Supplied records
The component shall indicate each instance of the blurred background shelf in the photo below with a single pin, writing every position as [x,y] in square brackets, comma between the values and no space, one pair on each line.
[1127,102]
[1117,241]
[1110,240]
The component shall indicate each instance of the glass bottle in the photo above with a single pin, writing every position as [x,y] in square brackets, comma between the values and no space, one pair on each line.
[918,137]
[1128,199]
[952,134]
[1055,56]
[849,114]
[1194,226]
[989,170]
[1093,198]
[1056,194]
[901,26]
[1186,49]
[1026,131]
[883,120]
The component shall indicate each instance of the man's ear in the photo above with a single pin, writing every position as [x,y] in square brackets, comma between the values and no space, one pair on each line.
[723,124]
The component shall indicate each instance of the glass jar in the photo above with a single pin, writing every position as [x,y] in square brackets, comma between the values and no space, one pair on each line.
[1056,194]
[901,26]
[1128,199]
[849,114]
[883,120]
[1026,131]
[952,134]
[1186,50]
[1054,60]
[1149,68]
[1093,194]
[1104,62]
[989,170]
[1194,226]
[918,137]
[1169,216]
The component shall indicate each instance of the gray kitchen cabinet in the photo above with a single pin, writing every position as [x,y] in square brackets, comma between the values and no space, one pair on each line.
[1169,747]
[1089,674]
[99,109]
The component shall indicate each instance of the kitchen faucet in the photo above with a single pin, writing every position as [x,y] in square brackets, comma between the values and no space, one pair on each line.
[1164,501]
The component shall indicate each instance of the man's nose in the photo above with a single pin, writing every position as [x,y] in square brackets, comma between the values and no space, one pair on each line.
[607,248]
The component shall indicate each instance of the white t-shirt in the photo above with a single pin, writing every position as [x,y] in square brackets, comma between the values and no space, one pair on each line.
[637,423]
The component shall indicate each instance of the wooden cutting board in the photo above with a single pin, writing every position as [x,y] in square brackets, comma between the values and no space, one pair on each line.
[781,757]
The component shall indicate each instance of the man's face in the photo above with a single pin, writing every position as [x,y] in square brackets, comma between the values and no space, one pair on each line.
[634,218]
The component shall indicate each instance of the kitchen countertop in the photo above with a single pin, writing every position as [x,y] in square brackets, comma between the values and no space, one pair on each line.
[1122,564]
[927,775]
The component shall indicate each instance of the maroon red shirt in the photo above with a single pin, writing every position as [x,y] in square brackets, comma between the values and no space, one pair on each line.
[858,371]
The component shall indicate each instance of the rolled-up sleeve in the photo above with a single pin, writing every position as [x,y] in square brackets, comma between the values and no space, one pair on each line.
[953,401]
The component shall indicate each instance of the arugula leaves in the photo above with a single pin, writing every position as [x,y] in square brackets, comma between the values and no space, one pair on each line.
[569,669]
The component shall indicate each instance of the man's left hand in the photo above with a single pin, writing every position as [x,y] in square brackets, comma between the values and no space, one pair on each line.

Task
Exactly and only the lines from the one containing "The component shall indicate each instance of the man's nose" through the end of the material are to be reproduced, both ends included.

Solution below
The component shall indicate each instance of the man's nose in the photo above with a single pin, writing every position as [x,y] in square brackets, comma between the values and no space, one pair on each line.
[607,248]
The component shall indicate each instance of the white t-shirt in the photo above with a single pin, writing every position as [x,y] in square brackets, comma between the values and no space, one pair on each line.
[637,423]
The component shall indicate each instance of the wooden cutting board in the photo above with a single pin, writing every position as [x,y] in square brackets, comma between the values and no space, one pair on each line.
[781,757]
The component shall indicate each instance of the man's face in the photo above with a single pin, writing every position as [x,y] in square brackets, comma between the values and no space, one pair on each line.
[634,218]
The component shall indicate each instance of the kitchen countertop in the photo above with a single pin, writing every position as [x,y] in square brackets, comma between the values and no space, one pair on each line.
[1122,564]
[927,775]
The component shall indicate each instance of the maroon red shirt in the photo above with a single pin, writing every position as [x,y] in square brackets, comma between the values and no space, one pair on each line.
[858,371]
The component shall indicate each instance of the rolled-up sleeve in the photo above with a single pin, writing every position as [x,y] in square brackets, comma between the values and no space, one pair on each line.
[953,401]
The component shall indicate each instance of the arugula leaves in the photo above with a single pin, writing every position as [x,y] in square brackets, comma between the values and no space, one pair on each line.
[569,669]
The component shall indicate each instance of the man's left hand in the photo above with a single pin, writing every position as [x,y] in square brackets, comma between the values and no space, one pair on each line.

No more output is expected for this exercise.